◆ MATERIAL FOR THIS TASK

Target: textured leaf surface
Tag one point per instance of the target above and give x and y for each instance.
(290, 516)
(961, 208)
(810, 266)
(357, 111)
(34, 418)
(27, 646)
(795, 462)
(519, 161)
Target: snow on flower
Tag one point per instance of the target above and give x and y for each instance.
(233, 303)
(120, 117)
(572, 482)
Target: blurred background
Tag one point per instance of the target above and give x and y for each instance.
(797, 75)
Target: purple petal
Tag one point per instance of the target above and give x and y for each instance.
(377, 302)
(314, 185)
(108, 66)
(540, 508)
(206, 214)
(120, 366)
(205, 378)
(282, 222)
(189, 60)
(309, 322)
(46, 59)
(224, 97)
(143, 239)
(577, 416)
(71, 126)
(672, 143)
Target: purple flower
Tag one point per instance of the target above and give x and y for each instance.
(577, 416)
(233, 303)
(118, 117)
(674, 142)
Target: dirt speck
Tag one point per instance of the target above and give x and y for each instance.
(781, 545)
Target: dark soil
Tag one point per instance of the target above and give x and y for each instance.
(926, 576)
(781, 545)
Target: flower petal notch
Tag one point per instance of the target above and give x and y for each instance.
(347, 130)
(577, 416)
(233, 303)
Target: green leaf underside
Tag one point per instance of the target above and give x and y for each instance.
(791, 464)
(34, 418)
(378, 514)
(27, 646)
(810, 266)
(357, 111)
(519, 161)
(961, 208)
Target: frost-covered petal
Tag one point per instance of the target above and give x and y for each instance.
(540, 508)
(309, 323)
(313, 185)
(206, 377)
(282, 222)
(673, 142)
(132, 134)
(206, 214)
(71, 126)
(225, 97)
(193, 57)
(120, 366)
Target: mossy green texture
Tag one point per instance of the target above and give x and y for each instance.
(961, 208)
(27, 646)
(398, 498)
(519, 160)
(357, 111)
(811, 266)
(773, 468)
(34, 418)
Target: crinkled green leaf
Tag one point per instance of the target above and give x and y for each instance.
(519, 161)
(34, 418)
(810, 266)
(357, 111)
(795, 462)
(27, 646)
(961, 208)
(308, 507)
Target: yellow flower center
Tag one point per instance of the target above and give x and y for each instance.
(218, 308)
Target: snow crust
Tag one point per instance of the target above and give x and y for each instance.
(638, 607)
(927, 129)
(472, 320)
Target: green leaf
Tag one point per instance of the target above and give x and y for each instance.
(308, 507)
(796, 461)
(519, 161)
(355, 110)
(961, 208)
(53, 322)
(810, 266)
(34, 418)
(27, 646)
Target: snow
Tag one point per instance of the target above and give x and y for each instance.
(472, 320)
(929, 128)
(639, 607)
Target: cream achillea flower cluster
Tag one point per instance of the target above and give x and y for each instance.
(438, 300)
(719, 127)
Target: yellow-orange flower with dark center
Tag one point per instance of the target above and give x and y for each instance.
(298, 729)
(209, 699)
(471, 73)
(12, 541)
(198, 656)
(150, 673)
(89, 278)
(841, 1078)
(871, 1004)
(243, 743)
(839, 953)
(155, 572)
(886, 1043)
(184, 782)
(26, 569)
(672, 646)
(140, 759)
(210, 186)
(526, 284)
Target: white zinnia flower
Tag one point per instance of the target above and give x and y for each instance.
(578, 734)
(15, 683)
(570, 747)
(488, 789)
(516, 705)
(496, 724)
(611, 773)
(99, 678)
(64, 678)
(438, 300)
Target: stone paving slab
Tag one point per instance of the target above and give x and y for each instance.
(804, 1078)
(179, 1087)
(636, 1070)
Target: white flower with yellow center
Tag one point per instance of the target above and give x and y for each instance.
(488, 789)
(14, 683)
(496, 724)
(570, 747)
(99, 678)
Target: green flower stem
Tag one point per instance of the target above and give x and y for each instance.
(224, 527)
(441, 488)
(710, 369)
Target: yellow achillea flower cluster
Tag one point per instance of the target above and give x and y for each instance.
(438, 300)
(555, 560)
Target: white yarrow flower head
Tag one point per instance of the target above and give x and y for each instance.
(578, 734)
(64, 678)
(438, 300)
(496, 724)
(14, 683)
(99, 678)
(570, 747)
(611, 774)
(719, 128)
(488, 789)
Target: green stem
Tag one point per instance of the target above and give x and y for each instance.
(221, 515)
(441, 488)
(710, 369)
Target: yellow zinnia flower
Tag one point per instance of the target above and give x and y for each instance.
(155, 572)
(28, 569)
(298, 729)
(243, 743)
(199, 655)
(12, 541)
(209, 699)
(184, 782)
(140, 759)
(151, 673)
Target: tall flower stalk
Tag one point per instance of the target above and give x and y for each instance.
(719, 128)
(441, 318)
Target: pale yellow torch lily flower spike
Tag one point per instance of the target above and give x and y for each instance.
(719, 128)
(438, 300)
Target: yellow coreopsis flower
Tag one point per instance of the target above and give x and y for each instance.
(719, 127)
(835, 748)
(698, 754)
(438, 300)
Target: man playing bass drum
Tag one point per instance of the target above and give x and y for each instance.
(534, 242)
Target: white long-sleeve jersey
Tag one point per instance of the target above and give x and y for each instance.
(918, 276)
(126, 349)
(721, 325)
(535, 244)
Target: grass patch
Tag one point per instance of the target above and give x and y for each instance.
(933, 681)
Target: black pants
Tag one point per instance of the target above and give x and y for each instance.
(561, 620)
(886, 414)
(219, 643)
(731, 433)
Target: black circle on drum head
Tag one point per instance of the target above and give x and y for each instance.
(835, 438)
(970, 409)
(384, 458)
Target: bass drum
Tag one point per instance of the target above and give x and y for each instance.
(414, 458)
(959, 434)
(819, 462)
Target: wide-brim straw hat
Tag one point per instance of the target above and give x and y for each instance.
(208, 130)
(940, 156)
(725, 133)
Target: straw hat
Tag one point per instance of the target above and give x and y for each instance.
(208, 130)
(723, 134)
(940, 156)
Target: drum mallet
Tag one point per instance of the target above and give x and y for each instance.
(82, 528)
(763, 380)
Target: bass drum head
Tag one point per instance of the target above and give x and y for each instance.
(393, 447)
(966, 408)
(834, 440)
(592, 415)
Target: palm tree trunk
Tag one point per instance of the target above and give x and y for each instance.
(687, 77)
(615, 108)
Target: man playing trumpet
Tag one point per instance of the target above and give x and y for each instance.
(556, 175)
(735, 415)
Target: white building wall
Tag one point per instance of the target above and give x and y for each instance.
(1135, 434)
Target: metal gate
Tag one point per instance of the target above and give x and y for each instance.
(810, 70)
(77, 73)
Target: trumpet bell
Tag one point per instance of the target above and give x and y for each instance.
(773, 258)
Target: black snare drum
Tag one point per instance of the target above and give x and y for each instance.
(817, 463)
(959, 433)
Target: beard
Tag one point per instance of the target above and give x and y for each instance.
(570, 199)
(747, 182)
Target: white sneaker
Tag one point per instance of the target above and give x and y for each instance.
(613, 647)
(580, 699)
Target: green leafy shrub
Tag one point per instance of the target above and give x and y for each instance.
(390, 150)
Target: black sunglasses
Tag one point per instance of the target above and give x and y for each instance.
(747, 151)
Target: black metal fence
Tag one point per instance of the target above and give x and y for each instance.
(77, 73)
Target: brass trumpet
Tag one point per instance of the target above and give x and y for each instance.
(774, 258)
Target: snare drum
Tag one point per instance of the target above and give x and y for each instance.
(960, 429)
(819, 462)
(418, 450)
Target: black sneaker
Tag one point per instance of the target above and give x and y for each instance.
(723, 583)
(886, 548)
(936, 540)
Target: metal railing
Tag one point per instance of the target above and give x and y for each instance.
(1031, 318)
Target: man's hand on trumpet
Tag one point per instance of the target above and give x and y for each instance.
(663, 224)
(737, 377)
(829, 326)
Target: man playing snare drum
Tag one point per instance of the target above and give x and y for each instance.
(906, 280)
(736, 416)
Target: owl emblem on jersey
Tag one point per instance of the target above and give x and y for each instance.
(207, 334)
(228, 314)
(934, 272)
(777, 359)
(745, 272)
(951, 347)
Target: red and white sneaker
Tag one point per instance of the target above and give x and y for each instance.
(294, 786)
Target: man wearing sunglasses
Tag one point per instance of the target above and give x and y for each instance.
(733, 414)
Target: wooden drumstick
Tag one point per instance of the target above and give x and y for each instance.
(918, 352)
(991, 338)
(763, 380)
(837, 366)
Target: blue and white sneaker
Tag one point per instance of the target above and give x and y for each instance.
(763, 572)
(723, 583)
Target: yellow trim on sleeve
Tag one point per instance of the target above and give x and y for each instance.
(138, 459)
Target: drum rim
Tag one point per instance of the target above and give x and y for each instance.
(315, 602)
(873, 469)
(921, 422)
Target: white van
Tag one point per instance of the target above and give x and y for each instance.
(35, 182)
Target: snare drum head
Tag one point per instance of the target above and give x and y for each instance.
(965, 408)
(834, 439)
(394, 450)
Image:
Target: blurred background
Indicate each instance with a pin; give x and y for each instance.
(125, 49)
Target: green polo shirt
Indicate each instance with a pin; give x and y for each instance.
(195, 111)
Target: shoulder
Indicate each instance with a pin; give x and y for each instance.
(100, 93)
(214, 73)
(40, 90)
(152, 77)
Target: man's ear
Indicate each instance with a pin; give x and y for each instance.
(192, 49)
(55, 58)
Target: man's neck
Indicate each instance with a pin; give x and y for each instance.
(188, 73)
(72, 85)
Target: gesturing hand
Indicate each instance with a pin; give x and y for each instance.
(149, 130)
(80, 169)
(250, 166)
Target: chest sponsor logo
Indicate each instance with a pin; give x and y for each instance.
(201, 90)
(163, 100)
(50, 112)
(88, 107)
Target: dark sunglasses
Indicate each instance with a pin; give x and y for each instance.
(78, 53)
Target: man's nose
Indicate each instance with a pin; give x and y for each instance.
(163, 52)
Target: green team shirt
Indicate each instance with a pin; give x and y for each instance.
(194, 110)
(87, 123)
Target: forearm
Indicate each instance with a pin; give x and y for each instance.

◆ EXERCISE DETAILS
Nothing but a number is wanted here: please count the lines in the entries above that include the word "sleeve".

◆ SOLUTION FOR THIS EXERCISE
2